Skorobogatov has developed a technique capable of detecting malicious insertions into chips.

New York University Tandon School of Engineering researchers have developed a way to corroborate a chip's operation using verifiable computing whereby "manufactured for sale" chips contain an embedded verification module that proves the chip's calculations are correct and an associated external module validates the embedded verification module. Another technique developed by researchers at University College London (UCL) relies on distributing trust between multiple identical chips from disjoint supply chains. Assuming that at least one of those chips remains honest the security of the device is preserved.

════════

▸ Aim:
Can you transcribe the stretch of the chip-verification passage from "Skorobogatov has developed" through "device is preserved."?

════════

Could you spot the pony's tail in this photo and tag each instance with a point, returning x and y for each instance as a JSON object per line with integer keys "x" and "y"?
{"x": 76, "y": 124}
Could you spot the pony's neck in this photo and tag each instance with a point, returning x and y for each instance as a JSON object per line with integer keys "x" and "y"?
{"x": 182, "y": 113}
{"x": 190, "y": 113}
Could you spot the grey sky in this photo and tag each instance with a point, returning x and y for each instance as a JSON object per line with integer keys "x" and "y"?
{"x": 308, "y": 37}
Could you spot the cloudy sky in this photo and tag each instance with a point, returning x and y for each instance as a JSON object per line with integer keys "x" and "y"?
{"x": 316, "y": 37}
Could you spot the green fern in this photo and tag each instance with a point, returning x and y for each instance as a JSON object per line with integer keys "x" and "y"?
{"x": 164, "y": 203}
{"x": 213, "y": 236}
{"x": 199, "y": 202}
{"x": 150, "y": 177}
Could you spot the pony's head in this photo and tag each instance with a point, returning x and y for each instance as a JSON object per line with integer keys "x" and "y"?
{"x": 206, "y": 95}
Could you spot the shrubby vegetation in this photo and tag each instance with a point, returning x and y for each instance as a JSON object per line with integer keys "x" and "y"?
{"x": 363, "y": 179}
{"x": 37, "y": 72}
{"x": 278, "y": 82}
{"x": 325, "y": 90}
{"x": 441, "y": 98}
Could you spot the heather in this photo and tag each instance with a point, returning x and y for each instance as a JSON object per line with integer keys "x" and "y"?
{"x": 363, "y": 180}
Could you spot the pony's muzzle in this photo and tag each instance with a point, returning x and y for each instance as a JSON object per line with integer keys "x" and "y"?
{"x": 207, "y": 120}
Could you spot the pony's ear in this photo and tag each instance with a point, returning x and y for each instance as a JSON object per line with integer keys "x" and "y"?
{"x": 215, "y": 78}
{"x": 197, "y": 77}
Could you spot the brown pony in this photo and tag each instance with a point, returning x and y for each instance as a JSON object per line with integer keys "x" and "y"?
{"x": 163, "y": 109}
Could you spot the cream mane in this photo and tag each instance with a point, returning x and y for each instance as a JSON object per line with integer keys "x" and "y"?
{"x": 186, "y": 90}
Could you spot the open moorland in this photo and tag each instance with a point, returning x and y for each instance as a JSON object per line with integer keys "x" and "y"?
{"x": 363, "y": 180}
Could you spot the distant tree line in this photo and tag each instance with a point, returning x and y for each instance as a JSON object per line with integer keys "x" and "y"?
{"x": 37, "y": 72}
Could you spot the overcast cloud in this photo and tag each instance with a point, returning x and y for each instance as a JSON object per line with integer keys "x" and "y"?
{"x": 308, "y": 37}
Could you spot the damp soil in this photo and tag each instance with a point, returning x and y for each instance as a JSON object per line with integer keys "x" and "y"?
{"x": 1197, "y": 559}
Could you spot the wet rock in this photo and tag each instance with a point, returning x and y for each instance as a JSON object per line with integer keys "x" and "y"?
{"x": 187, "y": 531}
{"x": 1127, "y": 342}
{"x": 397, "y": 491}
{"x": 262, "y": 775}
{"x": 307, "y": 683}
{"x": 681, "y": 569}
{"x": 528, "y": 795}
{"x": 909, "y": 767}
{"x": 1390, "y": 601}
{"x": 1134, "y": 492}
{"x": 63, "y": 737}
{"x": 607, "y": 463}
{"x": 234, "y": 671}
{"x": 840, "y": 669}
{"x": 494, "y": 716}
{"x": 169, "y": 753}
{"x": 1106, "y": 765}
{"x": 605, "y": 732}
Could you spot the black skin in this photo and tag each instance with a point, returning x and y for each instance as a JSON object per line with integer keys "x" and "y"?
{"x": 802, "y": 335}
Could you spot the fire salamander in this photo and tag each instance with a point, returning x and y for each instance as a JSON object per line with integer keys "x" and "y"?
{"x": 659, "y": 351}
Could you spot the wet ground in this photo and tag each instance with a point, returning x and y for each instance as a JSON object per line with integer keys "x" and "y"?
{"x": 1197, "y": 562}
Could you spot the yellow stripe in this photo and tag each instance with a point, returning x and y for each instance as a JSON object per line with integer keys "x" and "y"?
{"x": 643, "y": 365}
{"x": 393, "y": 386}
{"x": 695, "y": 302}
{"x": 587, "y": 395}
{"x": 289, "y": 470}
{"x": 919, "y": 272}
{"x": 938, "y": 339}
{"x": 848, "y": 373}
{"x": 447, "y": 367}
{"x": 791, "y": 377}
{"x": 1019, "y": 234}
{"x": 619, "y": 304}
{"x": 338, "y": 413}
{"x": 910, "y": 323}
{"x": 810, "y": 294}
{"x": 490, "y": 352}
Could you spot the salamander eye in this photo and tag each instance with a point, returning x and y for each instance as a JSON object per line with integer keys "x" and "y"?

════════

▸ Output for this task:
Skorobogatov has developed a technique capable of detecting malicious insertions into chips.

New York University Tandon School of Engineering researchers have developed a way to corroborate a chip's operation using verifiable computing whereby "manufactured for sale" chips contain an embedded verification module that proves the chip's calculations are correct and an associated external module validates the embedded verification module. Another technique developed by researchers at University College London (UCL) relies on distributing trust between multiple identical chips from disjoint supply chains. Assuming that at least one of those chips remains honest the security of the device is preserved.